Reedición del título original: «La “Ley GENIUS” y la nueva Compañía de las Indias Orientales: cómo los stablecoins en dólares desafiarán el sistema fiduciario y el Estado-nación modernos»
La historia puede no repetirse nunca literalmente, pero ciertamente rima. Cuando Trump rubricó con entusiasmo la Ley GENIUS, lo que me vino a la mente no fue sólo un texto legal, sino el eco mismo de la historia: el auge de la Compañía Holandesa y la Compañía Británica de las Indias Orientales en los siglos XVII y XVIII, grandes corporaciones comerciales que el Estado dotó de poderes soberanos.
En apariencia, la norma es una mera reforma técnica de la regulación financiera. Sin embargo, en el fondo, actúa como carta fundacional de la “nueva Compañía de las Indias Orientales” del siglo XXI. Este movimiento anticipa una transformación profunda capaz de reconfigurar el equilibrio mundial de poder.

Datos registrados:
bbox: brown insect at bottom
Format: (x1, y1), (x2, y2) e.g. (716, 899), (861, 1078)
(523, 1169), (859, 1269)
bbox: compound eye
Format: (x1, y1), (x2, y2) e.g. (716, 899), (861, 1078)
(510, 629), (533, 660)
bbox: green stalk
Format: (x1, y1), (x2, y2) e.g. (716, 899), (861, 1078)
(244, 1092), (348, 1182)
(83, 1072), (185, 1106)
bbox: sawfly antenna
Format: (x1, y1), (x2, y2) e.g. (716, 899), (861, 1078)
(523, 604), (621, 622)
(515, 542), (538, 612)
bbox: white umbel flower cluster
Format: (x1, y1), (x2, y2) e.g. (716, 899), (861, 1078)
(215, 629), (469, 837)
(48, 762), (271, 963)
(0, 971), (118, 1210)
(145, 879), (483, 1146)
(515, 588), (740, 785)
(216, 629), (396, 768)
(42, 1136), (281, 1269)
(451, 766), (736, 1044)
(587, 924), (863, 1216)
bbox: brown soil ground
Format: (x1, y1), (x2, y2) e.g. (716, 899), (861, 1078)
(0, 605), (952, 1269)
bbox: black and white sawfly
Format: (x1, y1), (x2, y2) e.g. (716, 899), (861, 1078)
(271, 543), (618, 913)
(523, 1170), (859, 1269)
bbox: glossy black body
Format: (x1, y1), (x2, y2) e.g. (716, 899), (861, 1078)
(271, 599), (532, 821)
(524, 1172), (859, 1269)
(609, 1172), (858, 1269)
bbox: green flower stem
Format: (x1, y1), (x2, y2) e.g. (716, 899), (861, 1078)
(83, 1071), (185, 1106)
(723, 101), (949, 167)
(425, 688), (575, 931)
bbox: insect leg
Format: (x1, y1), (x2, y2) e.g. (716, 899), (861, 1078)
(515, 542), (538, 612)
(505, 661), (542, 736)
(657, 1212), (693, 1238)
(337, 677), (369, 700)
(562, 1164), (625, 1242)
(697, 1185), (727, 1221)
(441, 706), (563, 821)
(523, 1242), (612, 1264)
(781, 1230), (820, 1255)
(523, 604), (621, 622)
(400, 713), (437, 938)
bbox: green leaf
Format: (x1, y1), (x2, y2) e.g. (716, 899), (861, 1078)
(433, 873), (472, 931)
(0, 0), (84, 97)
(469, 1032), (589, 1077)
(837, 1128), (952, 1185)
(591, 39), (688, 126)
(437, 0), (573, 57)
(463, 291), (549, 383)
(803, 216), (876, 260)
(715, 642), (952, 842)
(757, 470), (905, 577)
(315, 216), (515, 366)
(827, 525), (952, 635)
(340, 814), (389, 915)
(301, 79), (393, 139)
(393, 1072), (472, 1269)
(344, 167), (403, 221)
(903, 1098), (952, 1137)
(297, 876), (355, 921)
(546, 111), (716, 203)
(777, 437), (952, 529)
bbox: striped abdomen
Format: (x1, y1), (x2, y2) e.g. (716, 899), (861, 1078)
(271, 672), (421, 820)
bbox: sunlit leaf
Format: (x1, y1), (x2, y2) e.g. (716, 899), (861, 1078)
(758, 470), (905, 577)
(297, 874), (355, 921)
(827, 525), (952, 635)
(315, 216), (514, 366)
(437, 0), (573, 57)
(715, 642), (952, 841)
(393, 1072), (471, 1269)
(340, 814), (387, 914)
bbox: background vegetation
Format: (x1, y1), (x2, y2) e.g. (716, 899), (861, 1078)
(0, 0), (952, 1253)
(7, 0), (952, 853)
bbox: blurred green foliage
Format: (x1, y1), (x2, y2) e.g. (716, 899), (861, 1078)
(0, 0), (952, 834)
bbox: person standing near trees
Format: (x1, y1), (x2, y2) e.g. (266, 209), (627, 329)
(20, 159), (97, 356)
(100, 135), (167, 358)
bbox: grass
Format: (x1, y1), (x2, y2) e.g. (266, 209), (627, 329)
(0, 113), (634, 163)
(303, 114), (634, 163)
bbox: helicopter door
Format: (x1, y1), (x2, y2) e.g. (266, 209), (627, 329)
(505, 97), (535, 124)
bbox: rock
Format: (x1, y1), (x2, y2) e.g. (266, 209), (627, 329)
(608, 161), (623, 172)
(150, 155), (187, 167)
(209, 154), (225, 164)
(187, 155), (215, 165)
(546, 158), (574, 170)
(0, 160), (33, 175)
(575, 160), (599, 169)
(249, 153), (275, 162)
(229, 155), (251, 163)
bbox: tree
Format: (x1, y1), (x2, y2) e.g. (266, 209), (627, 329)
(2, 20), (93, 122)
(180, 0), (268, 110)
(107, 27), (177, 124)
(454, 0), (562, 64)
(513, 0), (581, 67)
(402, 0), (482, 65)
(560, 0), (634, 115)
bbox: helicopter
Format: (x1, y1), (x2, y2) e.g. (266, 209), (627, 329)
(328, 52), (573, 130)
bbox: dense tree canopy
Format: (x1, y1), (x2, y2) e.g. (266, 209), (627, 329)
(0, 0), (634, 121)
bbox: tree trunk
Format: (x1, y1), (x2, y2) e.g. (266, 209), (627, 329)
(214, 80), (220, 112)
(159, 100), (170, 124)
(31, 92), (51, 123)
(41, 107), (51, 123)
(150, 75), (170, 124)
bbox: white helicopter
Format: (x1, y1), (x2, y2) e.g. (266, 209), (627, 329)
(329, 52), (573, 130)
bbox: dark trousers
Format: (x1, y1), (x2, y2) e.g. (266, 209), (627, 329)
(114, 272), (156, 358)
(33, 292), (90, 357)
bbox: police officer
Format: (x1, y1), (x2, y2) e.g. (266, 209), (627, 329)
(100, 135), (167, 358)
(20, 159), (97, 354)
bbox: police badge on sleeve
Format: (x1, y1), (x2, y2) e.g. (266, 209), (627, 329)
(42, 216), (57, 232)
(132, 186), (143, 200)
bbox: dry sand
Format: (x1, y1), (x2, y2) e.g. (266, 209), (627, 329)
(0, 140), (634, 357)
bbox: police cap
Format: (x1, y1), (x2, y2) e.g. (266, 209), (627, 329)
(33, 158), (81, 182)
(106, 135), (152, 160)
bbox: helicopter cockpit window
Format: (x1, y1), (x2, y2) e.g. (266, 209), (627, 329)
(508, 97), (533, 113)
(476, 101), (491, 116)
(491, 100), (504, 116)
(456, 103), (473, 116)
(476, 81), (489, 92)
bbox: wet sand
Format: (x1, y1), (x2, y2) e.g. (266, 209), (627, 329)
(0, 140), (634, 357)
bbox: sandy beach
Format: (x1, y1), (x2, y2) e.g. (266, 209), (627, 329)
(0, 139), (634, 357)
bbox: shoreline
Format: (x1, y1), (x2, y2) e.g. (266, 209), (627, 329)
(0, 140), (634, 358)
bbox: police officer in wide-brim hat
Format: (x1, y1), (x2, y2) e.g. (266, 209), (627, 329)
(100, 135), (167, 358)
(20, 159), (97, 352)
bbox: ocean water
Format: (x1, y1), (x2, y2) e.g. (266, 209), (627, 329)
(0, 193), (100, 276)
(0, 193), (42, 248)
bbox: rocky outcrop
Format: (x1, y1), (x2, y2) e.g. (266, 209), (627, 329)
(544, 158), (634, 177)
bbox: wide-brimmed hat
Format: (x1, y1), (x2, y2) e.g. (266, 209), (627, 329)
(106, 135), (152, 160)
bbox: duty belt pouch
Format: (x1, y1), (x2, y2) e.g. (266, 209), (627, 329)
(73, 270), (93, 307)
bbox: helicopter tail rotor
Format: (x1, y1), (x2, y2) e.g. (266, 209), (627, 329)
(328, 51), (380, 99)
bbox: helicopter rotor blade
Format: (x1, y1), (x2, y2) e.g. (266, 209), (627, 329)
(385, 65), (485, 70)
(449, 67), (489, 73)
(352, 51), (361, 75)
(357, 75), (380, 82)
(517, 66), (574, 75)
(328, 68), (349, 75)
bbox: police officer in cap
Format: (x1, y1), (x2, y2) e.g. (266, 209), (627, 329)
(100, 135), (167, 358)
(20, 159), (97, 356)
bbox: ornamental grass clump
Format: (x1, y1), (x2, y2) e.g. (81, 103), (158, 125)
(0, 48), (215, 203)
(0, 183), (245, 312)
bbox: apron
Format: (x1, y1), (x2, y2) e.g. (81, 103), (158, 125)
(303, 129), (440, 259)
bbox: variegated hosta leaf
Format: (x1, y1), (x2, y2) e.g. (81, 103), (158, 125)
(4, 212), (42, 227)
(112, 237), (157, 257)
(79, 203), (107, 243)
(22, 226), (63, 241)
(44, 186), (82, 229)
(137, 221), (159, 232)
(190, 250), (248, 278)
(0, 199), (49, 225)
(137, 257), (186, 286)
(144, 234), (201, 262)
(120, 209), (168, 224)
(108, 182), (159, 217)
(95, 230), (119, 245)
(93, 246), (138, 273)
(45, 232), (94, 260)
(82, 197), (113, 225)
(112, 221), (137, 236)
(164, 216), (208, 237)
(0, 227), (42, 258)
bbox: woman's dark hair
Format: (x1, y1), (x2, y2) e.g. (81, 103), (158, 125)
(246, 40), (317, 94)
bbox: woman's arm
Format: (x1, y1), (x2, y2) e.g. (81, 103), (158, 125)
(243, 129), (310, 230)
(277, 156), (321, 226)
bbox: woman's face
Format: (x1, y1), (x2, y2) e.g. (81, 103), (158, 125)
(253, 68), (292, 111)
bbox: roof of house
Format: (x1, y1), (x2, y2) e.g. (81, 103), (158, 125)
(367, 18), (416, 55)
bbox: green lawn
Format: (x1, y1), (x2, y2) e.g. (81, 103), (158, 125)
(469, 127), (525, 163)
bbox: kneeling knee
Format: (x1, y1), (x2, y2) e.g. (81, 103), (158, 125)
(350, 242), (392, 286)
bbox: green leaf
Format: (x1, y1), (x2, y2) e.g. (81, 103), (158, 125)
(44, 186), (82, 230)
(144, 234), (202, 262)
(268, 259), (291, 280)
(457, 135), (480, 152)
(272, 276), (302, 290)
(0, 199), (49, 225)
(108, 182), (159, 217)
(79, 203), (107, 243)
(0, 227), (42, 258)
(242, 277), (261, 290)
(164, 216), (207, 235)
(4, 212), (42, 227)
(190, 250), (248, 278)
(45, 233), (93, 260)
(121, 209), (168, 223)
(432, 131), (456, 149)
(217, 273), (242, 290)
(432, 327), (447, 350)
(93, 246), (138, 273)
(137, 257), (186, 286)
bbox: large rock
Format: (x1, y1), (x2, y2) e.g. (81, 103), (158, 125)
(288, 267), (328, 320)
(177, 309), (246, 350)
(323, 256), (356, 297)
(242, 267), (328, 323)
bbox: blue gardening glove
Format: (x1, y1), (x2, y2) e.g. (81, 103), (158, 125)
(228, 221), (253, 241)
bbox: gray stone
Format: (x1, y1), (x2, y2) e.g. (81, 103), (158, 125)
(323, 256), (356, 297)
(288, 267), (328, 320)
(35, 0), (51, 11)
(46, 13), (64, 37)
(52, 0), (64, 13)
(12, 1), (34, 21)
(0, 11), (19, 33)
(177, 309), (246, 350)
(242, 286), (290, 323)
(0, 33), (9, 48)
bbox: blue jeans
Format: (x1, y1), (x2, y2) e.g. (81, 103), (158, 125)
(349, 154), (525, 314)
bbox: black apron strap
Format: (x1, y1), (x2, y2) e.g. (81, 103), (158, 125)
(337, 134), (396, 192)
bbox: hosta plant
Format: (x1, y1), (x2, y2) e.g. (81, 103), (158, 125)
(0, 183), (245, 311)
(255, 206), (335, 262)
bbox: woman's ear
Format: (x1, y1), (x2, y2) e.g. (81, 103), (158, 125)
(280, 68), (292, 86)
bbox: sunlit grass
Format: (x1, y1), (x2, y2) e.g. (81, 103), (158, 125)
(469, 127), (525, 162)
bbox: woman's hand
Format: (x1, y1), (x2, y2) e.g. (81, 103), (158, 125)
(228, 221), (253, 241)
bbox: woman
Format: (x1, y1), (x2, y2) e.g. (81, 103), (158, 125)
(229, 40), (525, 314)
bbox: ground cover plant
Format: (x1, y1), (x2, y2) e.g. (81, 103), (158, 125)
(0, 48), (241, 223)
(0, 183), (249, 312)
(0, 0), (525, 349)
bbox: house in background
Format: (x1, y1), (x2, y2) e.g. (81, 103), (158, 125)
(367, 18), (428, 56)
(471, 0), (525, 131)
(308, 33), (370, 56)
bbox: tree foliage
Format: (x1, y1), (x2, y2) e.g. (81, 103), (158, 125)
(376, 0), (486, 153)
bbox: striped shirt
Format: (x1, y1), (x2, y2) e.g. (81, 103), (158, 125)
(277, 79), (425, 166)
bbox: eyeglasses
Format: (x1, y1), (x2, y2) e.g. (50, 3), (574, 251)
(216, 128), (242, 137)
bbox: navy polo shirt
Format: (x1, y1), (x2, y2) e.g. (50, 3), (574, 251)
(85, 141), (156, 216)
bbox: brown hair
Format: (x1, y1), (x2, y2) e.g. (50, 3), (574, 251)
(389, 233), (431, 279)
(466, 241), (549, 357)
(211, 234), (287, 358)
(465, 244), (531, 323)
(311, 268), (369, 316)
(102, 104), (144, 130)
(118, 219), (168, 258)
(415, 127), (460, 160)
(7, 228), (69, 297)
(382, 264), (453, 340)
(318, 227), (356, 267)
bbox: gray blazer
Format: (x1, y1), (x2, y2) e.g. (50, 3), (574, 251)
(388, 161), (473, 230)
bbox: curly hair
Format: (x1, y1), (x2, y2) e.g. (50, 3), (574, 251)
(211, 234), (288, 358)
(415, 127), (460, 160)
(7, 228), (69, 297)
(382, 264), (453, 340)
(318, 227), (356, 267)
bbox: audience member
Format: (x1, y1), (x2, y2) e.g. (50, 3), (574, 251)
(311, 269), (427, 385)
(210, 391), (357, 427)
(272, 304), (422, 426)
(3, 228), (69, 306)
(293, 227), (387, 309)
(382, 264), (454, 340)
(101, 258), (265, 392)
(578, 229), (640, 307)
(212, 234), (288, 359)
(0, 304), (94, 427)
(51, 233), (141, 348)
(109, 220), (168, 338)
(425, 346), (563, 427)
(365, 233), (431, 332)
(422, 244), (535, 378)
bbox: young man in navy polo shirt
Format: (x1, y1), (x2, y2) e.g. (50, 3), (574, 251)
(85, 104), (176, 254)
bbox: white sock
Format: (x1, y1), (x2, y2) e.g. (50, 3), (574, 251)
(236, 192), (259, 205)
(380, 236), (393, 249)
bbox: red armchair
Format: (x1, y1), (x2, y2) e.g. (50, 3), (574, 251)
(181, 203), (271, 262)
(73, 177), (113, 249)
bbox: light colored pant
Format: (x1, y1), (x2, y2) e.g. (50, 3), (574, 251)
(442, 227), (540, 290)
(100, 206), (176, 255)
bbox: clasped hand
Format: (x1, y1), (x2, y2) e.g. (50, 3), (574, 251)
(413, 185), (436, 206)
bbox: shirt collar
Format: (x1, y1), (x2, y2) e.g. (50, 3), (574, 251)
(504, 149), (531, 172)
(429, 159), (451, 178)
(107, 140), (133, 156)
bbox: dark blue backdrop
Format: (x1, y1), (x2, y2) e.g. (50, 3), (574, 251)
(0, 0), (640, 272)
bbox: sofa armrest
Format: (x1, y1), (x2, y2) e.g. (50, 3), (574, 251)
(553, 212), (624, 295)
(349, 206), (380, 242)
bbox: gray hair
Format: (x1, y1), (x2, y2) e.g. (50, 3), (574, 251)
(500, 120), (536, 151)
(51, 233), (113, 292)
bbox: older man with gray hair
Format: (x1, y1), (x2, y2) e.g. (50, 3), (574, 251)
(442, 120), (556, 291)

Problemas y tareas:
[1] Responde estas preguntas sobre el texto de la Ley GENIUS:
(a) ¿Qué dos compañías comerciales de los siglos XVII y XVIII se nombran?
(b) En apariencia, ¿qué es la norma?
(c) ¿De qué siglo es la "nueva Compañía de las Indias Orientales"?
[2] Copia tal cual el texto de la Ley GENIUS desde "La historia puede" hasta "mundial de poder.", incluidas estas últimas palabras.
No hace falta usar el listado.

Respuestas por tarea:
[1]
(a) La Compañía Holandesa y la Compañía Británica de las Indias Orientales.
(b) Una mera reforma técnica de la regulación financiera.
(c) Del siglo XXI.

[2]
La historia puede no repetirse nunca literalmente, pero ciertamente rima. Cuando Trump rubricó con entusiasmo la Ley GENIUS, lo que me vino a la mente no fue sólo un texto legal, sino el eco mismo de la historia: el auge de la Compañía Holandesa y la Compañía Británica de las Indias Orientales en los siglos XVII y XVIII, grandes corporaciones comerciales que el Estado dotó de poderes soberanos.
En apariencia, la norma es una mera reforma técnica de la regulación financiera. Sin embargo, en el fondo, actúa como carta fundacional de la “nueva Compañía de las Indias Orientales” del siglo XXI. Este movimiento anticipa una transformación profunda capaz de reconfigurar el equilibrio mundial de poder.